To do — In the records below, find the line that contains "Your task: point to each instance of the pink" and the line that contains "Your task: point to each instance of the kitten's eye". Set down exactly those lines and every line between them, and nothing more.

(Beginning of Material supplied)

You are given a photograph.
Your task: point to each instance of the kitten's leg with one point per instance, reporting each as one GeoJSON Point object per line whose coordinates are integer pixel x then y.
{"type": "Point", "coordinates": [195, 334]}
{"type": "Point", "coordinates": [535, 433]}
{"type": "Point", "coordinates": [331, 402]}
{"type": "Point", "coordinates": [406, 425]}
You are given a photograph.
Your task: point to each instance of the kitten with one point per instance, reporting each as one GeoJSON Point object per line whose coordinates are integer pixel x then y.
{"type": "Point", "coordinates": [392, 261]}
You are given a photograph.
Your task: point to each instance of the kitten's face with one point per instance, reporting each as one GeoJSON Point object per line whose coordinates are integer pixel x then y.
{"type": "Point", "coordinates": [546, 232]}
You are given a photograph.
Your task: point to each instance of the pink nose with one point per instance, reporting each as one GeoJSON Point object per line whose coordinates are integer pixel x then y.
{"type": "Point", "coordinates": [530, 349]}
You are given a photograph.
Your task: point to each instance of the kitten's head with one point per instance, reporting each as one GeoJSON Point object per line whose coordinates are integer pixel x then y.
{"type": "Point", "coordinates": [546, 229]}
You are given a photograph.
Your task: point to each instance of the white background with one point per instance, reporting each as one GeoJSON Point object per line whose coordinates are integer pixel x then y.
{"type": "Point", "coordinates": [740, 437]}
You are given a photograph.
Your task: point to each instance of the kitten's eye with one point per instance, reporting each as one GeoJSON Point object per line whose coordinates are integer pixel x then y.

(End of Material supplied)
(Beginning of Material supplied)

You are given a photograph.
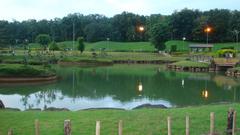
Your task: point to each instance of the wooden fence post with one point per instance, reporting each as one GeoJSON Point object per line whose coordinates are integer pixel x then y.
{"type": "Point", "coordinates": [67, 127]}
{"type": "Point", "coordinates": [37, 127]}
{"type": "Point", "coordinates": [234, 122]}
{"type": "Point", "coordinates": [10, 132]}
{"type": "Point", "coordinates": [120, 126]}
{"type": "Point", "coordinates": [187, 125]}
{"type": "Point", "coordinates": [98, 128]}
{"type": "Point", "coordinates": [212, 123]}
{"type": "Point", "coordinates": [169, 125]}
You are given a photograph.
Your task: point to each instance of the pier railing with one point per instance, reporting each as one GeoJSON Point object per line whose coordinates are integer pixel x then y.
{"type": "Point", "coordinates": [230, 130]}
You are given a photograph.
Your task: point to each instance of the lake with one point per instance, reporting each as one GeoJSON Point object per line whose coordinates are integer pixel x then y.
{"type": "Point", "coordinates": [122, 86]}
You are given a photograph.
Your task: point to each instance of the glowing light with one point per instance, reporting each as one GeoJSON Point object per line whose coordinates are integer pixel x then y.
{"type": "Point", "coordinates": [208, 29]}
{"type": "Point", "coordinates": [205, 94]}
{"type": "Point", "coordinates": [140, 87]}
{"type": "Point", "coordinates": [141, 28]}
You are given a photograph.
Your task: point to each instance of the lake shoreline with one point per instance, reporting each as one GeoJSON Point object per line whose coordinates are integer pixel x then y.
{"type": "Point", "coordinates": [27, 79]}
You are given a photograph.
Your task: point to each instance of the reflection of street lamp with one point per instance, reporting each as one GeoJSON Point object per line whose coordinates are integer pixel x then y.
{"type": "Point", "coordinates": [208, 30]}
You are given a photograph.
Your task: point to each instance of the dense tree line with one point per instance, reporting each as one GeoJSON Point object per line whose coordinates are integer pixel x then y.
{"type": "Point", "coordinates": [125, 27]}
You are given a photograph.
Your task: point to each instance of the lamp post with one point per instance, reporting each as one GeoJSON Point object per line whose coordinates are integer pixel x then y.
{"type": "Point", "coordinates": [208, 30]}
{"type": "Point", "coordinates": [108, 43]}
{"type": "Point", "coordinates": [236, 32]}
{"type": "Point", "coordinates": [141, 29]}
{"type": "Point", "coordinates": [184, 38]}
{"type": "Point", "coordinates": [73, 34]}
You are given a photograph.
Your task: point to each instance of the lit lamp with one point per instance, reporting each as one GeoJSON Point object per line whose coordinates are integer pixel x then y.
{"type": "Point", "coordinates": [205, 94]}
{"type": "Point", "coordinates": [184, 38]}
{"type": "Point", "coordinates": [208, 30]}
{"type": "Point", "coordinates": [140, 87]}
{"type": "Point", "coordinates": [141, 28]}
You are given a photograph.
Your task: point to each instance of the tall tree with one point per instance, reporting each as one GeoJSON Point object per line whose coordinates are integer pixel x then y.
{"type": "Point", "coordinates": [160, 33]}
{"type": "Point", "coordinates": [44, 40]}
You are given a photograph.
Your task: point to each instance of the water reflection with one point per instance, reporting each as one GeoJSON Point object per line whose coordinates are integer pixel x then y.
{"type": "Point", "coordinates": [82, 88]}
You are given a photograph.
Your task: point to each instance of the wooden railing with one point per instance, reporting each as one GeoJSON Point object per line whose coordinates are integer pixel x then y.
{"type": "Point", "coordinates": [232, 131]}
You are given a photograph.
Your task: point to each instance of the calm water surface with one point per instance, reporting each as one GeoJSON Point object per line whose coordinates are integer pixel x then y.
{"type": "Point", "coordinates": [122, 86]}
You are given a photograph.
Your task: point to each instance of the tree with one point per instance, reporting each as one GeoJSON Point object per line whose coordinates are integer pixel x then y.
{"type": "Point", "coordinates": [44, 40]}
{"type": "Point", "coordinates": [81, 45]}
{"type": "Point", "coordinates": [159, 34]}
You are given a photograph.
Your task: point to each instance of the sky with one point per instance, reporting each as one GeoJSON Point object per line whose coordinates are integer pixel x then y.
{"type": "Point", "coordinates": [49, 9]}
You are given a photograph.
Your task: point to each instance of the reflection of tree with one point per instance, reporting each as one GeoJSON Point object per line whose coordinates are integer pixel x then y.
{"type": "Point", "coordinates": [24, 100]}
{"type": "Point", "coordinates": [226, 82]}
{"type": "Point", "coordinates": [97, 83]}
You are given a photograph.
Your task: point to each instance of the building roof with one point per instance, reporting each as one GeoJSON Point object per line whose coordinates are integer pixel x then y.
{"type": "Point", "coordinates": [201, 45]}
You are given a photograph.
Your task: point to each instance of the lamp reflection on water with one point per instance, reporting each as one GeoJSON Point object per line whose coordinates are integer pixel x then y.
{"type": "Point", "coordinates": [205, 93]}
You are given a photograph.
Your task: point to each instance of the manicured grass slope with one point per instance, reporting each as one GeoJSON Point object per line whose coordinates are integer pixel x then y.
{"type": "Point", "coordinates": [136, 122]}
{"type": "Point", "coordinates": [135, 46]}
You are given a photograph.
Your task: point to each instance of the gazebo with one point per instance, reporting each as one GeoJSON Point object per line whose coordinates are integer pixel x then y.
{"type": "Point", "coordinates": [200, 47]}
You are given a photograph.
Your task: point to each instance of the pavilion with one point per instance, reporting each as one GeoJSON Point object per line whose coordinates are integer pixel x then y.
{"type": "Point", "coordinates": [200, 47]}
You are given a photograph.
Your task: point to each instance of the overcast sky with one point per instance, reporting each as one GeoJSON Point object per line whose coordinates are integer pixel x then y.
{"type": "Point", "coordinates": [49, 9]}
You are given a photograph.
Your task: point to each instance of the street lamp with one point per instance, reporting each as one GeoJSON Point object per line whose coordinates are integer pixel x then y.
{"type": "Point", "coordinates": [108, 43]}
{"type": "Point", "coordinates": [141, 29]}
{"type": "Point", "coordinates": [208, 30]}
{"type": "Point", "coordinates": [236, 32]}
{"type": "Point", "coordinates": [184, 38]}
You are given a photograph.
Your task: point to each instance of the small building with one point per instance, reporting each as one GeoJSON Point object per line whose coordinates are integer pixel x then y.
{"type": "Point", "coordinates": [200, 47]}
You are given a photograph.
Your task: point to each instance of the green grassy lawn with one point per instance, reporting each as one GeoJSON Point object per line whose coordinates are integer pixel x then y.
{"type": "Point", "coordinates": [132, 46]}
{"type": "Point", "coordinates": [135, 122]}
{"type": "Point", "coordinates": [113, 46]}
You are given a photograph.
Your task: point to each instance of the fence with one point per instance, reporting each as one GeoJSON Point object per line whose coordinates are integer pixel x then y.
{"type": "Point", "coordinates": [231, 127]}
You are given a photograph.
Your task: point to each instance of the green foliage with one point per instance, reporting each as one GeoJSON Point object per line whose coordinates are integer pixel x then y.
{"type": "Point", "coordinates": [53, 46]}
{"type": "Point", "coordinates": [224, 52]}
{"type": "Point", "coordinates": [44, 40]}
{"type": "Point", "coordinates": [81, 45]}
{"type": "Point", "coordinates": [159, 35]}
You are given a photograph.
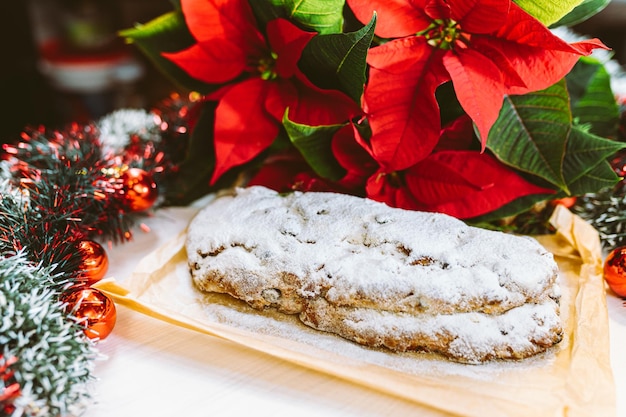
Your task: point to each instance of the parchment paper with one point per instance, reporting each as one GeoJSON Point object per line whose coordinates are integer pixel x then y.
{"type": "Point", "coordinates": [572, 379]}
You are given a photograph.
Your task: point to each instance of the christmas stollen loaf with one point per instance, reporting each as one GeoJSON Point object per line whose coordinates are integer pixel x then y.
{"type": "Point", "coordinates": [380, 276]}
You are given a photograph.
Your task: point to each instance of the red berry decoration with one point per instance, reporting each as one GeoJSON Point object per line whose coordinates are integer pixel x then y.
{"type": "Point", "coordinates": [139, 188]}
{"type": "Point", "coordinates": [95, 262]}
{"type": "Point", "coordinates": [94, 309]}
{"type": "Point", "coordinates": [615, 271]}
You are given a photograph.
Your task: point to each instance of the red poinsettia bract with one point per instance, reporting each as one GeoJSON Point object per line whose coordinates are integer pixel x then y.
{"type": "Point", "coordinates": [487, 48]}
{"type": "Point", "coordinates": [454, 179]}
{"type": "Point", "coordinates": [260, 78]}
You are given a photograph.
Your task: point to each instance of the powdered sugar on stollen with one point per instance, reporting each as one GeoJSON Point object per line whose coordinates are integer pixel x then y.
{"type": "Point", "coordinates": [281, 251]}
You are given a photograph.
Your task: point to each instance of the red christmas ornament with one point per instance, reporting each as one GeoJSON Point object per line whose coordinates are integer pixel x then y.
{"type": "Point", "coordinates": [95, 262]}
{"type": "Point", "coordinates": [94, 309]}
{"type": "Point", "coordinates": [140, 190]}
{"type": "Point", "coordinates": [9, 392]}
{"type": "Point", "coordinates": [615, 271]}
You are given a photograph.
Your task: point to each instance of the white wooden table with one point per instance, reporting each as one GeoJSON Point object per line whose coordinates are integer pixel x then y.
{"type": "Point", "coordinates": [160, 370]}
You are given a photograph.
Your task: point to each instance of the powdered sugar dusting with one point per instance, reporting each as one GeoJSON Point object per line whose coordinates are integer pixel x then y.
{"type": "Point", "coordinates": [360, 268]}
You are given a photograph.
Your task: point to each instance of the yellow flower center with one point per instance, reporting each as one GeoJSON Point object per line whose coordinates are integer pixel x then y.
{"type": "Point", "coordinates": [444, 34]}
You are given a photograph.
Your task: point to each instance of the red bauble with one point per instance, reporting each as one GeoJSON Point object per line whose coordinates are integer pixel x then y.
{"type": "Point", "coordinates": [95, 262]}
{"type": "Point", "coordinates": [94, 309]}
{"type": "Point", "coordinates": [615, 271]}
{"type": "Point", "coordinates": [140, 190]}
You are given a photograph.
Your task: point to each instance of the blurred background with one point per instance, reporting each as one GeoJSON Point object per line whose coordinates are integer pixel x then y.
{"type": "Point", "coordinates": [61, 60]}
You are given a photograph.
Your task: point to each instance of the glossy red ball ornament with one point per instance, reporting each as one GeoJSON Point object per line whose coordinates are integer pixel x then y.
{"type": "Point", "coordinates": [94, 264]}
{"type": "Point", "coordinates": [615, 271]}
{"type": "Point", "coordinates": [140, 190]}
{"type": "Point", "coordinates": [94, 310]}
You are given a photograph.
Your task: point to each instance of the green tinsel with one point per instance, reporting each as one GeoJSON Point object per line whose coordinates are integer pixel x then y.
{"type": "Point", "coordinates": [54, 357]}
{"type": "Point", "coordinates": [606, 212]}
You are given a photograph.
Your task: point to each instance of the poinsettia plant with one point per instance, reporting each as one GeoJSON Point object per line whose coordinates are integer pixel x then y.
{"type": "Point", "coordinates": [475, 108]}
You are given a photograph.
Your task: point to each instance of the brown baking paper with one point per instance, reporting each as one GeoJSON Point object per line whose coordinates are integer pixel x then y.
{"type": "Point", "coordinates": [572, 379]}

(End of Material supplied)
(Beginning of Material supplied)

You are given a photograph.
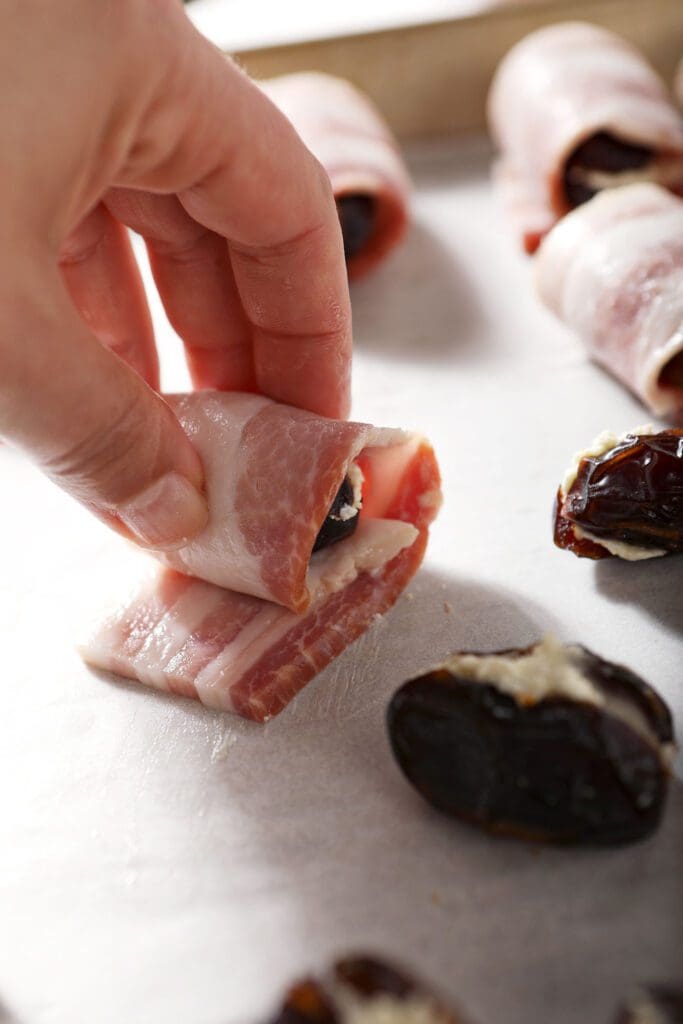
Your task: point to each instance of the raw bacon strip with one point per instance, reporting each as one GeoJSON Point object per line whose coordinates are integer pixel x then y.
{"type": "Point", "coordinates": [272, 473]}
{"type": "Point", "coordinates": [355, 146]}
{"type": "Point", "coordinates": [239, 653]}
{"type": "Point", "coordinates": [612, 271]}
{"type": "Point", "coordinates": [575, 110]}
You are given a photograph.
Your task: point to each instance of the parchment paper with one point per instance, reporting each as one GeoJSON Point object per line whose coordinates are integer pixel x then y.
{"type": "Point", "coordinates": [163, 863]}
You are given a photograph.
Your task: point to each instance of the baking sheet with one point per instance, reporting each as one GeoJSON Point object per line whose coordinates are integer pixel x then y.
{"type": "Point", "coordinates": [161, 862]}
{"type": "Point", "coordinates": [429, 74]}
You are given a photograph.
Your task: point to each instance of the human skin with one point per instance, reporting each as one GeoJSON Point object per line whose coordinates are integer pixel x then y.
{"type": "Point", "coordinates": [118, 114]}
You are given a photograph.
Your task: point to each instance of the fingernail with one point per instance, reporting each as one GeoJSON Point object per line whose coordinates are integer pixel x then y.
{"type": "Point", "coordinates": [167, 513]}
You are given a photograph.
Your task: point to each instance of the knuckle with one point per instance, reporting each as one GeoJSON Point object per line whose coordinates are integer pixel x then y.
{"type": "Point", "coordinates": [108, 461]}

(End of Material supplied)

Answer section —
Your task: point to each instance of the pink nose with one point per instance, reporting each as one GeoJSON Point object per line whose coordinates are integer pixel x then y.
{"type": "Point", "coordinates": [530, 349]}
You are given a photograph.
Your task: point to each instance of the kitten's head with one point per instance, reporting each as one GeoJSON Point object per line whose coordinates are integer pixel x then y.
{"type": "Point", "coordinates": [546, 229]}
You are given a photograph.
Your task: point to each instance of the white background with one point per instance, reporting each as one GeoJSON Point object per line whose coordinates are integer pixel x then y.
{"type": "Point", "coordinates": [740, 437]}
You are given a photograph.
Your task: point to each instance of the kitten's eye with one point per instance, reporting each as one GeoJSON Point object per line whose coordinates are integer pixel x then y.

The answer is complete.